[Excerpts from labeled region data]
Begin
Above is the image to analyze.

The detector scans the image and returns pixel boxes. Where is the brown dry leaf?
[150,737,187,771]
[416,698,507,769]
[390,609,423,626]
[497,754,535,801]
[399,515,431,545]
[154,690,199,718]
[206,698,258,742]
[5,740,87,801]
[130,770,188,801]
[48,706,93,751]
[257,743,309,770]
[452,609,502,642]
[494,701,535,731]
End
Written problem: Present every line of the listing above as a numbered list, and skip any blank lines.

Output for this task:
1. Above is the image to analyze.
2. The detector scans the image and returns pixel boxes. Where is the brown dry leaf?
3. [150,737,187,771]
4. [416,698,507,769]
5. [390,609,423,626]
6. [497,754,535,801]
7. [399,515,431,545]
8. [154,690,199,718]
9. [206,698,258,742]
10. [5,740,87,801]
11. [130,770,188,801]
12. [48,706,93,751]
13. [257,743,309,770]
14. [452,609,502,642]
15. [494,701,535,731]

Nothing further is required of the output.